# Text excerpt:

- - -

1799 Effect of antireflux treatment on cough frequency in stable adult asthmatics

Monday, 6 December 2010
Effect of Antireflux Treatment on Cough Frequency in Stable Adult Asthmatics


Background: Gastroesophageal reflux disease (GERD) is common in patients with asthma, but the target population for antireflux treatment, are not precisely defined.

The purpose of the study: To assess the effect of the proton pump inhibitor omeprazole and prokinetic domperidone on cough frequency, in patients with stable asthma of different severity (persistent mild to severe asthma) with chronic cough.


Methods: In this case – control study, 45 adult stable asthmatics, received omeprazole 40 mg twice daily,  with domperidone 5 mg half an hour before meal three times daily for 4 weeks, and followed for cough frequency (score of 5[no=0, rare =1, usual =2, common =3, frequent =4] ) according to patient daily records  . According to GERD esophageal symptoms, subjects were divided into two matched groups: with GERD group (25 patients) and without GERD group (20 patients).

Main Results: There were statistically highly significant (P < .0001) improvements in cough frequency, in the overall study population (35/45patients [77.8%], Z=-5.11), and in both groups (GERD19/25patients [76. %] Z= -3.72, without GERD 16/20 patients [80%] Z= -3.64).

- - -

# Record excerpts:
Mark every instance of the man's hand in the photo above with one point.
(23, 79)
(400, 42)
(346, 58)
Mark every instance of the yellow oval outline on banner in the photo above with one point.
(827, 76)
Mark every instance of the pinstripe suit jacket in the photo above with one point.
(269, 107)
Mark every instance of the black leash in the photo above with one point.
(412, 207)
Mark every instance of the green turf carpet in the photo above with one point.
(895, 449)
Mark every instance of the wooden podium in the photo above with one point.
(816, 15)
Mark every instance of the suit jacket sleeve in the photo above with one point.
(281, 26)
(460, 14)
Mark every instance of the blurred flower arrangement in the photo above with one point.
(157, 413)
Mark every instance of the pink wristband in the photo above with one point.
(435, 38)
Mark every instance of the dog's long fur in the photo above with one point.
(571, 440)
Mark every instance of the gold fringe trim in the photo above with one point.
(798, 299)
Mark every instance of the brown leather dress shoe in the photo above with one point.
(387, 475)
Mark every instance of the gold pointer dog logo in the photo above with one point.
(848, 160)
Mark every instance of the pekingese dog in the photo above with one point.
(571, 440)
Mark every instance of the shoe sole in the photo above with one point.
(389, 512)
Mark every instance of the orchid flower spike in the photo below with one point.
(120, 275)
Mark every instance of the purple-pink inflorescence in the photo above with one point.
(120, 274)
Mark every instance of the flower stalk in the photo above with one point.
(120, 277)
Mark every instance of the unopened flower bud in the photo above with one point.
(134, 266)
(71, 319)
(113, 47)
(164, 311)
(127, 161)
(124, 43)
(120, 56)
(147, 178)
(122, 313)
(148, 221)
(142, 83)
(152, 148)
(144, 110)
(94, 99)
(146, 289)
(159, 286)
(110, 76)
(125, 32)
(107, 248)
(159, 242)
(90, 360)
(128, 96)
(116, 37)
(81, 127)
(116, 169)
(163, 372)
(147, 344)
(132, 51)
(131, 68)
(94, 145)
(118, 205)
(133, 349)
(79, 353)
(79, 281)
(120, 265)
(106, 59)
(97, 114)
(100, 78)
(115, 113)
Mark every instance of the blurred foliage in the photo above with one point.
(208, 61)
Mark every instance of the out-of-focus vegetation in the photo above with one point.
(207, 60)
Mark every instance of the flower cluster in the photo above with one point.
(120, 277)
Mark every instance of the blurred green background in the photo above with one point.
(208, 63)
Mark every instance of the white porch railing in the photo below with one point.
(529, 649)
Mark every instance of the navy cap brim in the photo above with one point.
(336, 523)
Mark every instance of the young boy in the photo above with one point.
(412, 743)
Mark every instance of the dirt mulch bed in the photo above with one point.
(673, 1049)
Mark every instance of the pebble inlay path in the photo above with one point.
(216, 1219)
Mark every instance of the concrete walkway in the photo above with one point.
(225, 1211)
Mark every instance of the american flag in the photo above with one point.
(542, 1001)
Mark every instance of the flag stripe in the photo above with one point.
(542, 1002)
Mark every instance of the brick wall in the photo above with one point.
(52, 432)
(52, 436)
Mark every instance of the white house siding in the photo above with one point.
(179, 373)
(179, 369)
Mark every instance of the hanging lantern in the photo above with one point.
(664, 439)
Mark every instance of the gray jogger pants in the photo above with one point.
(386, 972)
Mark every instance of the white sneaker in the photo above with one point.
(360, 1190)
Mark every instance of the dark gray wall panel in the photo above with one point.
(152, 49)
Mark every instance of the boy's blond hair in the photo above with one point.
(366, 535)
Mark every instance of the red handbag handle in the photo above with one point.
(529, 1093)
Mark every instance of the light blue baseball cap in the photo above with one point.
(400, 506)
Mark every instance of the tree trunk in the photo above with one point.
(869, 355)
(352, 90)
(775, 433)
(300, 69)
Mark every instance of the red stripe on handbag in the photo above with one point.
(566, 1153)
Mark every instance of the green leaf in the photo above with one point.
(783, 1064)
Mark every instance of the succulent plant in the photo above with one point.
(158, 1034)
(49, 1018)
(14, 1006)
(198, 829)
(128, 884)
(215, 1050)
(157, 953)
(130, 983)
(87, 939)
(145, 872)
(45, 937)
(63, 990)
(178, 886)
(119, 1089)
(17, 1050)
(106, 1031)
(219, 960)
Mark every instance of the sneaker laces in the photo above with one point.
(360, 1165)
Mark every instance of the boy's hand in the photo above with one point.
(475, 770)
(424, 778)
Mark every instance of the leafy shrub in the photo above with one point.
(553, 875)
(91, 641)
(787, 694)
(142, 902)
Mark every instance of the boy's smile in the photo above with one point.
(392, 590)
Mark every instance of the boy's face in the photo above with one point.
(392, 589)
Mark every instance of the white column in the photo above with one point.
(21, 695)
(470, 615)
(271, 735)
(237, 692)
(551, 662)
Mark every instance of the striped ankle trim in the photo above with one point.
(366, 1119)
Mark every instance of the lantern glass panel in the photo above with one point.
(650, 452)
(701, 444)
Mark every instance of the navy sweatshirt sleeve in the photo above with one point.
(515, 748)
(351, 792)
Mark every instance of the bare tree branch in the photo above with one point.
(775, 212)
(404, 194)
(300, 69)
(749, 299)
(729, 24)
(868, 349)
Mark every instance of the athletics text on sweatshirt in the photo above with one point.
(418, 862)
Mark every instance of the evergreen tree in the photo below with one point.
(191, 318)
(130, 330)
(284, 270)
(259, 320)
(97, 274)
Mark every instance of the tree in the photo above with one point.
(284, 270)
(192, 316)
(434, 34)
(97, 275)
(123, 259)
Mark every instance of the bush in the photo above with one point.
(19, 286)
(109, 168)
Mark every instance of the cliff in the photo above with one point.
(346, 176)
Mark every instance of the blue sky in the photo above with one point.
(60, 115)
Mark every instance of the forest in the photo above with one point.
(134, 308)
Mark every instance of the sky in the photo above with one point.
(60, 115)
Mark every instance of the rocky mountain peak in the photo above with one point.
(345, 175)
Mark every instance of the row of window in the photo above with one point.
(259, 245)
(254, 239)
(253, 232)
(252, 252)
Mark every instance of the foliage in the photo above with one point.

- - -

# Questions:
[1] Summarize the abstract on antireflux treatment and asthma in two sentences.
[2] In the abstract on antireflux treatment and asthma, how many patients were placed in the group without GERD?
[3] Write the next part of the abstract on antireflux treatment and asthma, picking up after its final sentence.
The items are not relevant to any of the work here.

# Responses to the tasks:
[1] The study gave 45 adult stable asthmatics with chronic cough omeprazole and domperidone for 4 weeks and tracked their cough frequency from daily patient records, dividing them into groups with and without GERD based on esophageal symptoms. Cough frequency improved with high statistical significance in the overall population and in both groups.

[2] 20 patients.

[3]
But there was no statistically significant difference, as regard cough frequency improvement, between groups.

According to cough frequency score ≥ 2, the probability (the positive predictive value) that a subject has GERD -assessed by cough improvement on antireflux treatment- was 85.7% in the 45 patients, 88.23% in GERD group, and 81.8% in without GERD group.


Conclusions: omeprazole combined with domperidone improved cough frequency in 45 subjects with stable asthma either with or without GERD esophageal symptoms, which makes the possibility of hidden GERD (without esophageal symptoms) high in patients without GERD esophageal symptoms; the high positive predictive value of cough frequency

 (≥ 2) in predicting GERD in such patients, nominate it as a possible guide for prescribing antireflux treatment in such stable asthmatics, even in patients without esophageal GERD symptoms.